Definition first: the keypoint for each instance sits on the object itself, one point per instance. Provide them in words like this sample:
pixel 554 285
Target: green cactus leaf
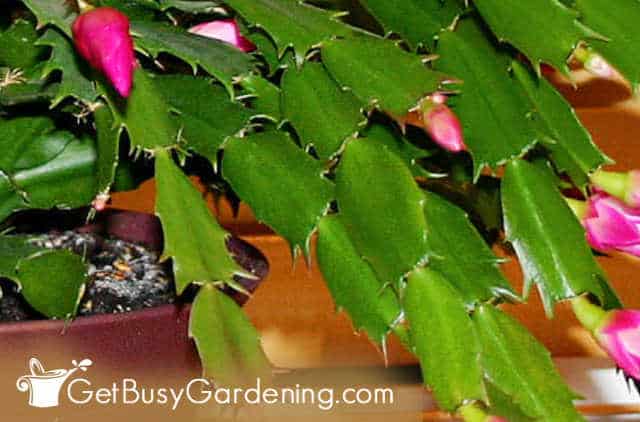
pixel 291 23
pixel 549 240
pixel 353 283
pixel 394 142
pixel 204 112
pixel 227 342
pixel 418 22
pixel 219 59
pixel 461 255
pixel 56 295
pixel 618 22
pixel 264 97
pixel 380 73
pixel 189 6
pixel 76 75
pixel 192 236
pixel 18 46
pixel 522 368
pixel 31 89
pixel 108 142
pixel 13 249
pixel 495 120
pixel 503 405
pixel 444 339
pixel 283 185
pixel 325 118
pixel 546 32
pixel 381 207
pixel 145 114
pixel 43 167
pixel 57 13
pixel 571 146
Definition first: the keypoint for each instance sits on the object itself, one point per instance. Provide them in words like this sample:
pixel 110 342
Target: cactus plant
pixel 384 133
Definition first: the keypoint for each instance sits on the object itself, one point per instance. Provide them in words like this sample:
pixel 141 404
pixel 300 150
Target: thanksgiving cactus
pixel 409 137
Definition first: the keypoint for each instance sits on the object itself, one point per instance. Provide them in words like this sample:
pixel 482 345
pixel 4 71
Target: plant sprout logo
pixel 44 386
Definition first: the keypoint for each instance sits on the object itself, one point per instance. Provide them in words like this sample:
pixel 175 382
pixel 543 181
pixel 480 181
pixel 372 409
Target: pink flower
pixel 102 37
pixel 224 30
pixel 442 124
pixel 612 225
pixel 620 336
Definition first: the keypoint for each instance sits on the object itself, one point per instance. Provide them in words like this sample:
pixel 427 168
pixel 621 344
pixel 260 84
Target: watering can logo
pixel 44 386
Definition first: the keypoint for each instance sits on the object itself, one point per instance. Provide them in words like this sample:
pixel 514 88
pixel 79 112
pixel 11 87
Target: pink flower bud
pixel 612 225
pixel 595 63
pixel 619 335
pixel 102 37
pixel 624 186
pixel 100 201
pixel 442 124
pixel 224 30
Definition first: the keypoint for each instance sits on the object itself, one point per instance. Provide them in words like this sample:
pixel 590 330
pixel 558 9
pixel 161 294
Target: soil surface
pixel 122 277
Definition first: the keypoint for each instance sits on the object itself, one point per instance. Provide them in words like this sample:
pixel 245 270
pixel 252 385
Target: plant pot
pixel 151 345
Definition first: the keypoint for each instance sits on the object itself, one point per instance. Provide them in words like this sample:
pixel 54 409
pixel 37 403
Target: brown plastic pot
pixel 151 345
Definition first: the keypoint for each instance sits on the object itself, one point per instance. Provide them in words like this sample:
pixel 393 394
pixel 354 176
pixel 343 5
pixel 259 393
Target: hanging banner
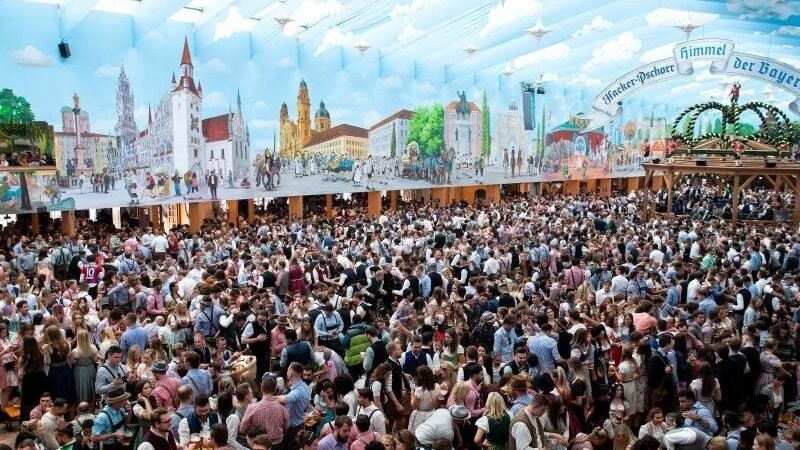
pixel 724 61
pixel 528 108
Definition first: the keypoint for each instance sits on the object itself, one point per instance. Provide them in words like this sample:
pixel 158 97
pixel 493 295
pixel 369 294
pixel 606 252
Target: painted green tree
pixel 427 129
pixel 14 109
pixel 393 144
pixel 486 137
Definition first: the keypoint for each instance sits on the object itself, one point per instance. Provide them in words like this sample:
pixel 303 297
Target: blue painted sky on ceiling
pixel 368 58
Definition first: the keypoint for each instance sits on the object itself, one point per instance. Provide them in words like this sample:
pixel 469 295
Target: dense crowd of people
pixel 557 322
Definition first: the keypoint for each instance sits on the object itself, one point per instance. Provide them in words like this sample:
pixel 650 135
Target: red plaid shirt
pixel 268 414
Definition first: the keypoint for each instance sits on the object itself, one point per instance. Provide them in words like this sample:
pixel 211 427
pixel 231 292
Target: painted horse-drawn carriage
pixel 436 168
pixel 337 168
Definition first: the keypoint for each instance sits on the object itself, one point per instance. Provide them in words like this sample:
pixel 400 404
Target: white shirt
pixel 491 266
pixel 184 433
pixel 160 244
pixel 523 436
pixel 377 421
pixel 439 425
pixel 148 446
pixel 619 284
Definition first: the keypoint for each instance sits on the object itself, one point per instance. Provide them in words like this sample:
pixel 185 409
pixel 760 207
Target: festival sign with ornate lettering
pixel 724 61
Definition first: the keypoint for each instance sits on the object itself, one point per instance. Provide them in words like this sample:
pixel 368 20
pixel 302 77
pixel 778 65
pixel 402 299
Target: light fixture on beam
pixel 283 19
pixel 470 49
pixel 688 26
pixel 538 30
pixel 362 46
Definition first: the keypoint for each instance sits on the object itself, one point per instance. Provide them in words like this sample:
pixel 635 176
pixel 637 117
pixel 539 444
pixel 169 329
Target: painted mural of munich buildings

> **WRITTEN EXERCISE**
Please rewrite all of the material above, swapping "one point per instance" for "a single point per instance" and keeping everything else the same. Leave the pictures out of your answer.

> **REPLY**
Definition first: the keypoint for each instance sits on the object itself, a single point per instance. Provide them in words like this sample:
pixel 554 285
Target: green cactus leaf
pixel 291 23
pixel 549 240
pixel 353 283
pixel 394 142
pixel 204 112
pixel 227 342
pixel 418 22
pixel 219 59
pixel 461 255
pixel 56 295
pixel 618 22
pixel 264 97
pixel 380 73
pixel 189 6
pixel 76 75
pixel 192 236
pixel 18 46
pixel 522 368
pixel 31 89
pixel 108 142
pixel 13 249
pixel 495 120
pixel 503 405
pixel 444 339
pixel 283 185
pixel 325 118
pixel 546 32
pixel 381 207
pixel 145 114
pixel 43 167
pixel 57 13
pixel 571 146
Definition first: the keypoint for each instance sits on the object itself, a single point per instance. Provide them in words like this sample:
pixel 110 342
Target: cactus plant
pixel 384 133
Definition first: the keypoint for each instance sits on the object itself, a single point per instance. Provide them in words like this sample:
pixel 141 404
pixel 300 150
Target: thanksgiving cactus
pixel 409 137
Definition first: the keypoint for each instance sits on the object itself, a single point per instance. Provide them in words like this sample:
pixel 482 345
pixel 4 71
Target: plant sprout logo
pixel 44 386
Definition first: the keypoint for each instance sits on the object itself, a single point per instance. Provide them in words like this sample:
pixel 175 382
pixel 543 181
pixel 480 181
pixel 372 409
Target: pink flower
pixel 102 37
pixel 224 30
pixel 442 124
pixel 612 225
pixel 620 336
Definition first: the keypoint for each instance sits on the object itself, a single point per instance. Provide them in words like this sample:
pixel 427 168
pixel 621 344
pixel 260 84
Target: watering can logo
pixel 44 386
Definition first: the keypoint for each instance sits on the object itself, a single point per instance. Provide them in words like this sample:
pixel 514 88
pixel 79 112
pixel 11 87
Target: pink flower bud
pixel 612 225
pixel 595 63
pixel 619 335
pixel 102 37
pixel 624 186
pixel 100 201
pixel 442 124
pixel 224 30
Definition first: the keypoint for each instance sits on the object itself, a single point per instance. Provide them in words like this sample:
pixel 590 330
pixel 558 9
pixel 161 294
Target: soil surface
pixel 122 277
Definition first: the keypoint for each instance sits on the object itself, a single point per instance. Provide them in words like this sample:
pixel 245 270
pixel 252 385
Target: plant pot
pixel 151 345
Definition first: the keypoint for each instance sits on the object itself, a single point per instance. Provide them in words like this sample:
pixel 54 409
pixel 37 403
Target: brown plastic pot
pixel 151 345
Definition first: the keypoint for each instance sits on the object itself, a single point per instance. Provide them in words like this sample:
pixel 393 394
pixel 354 176
pixel 343 5
pixel 259 393
Target: hanging banner
pixel 724 61
pixel 528 108
Definition first: the keypoint for each instance sits on the object itself, a single point per instance. Provide them in words like this sample:
pixel 158 97
pixel 493 295
pixel 369 294
pixel 606 252
Target: painted green tree
pixel 427 129
pixel 14 109
pixel 393 144
pixel 486 137
Definition first: the keypoint for each instance sits on the object itself, a single point per instance. Provide them in words like this sample:
pixel 303 297
Target: blue painted sky on ceiling
pixel 368 58
Definition first: the keypoint for each instance sits on the object itself, a single point per instance. Provide them in words like this sample:
pixel 469 295
Target: dense crowd of people
pixel 557 322
Definition first: the keypoint for each instance sits on the object itself, a single point per instance. Provide them in words like this sample:
pixel 650 135
Target: red plaid shirt
pixel 268 414
Definition first: the keypoint for each instance sits on the object itself, a single point per instance. Provide them in words like this sample:
pixel 211 427
pixel 231 292
Target: painted horse-drawn carriage
pixel 436 168
pixel 337 168
Definition first: the keypoint for each instance sits on the object itself, a single point per instance. Provide them in words like this sample:
pixel 400 404
Target: white shirt
pixel 491 266
pixel 184 433
pixel 160 244
pixel 523 436
pixel 377 421
pixel 439 425
pixel 148 446
pixel 619 284
Definition first: the keypoint for each instance sits on the object itself, a single point per instance. Provide them in words like this sample:
pixel 185 409
pixel 760 207
Target: festival sign with ornate lettering
pixel 724 61
Definition first: the keypoint for each instance sits on the object itself, a single point per instance. Provide them in words like this sample:
pixel 368 20
pixel 302 77
pixel 778 65
pixel 402 299
Target: light fixture on beam
pixel 283 19
pixel 470 49
pixel 688 26
pixel 538 30
pixel 362 46
Definition first: the keypoint for each instance sits on the object itself, a single point per instance. Provide them in words like this sample:
pixel 635 176
pixel 637 117
pixel 539 444
pixel 169 329
Target: painted mural of munich buildings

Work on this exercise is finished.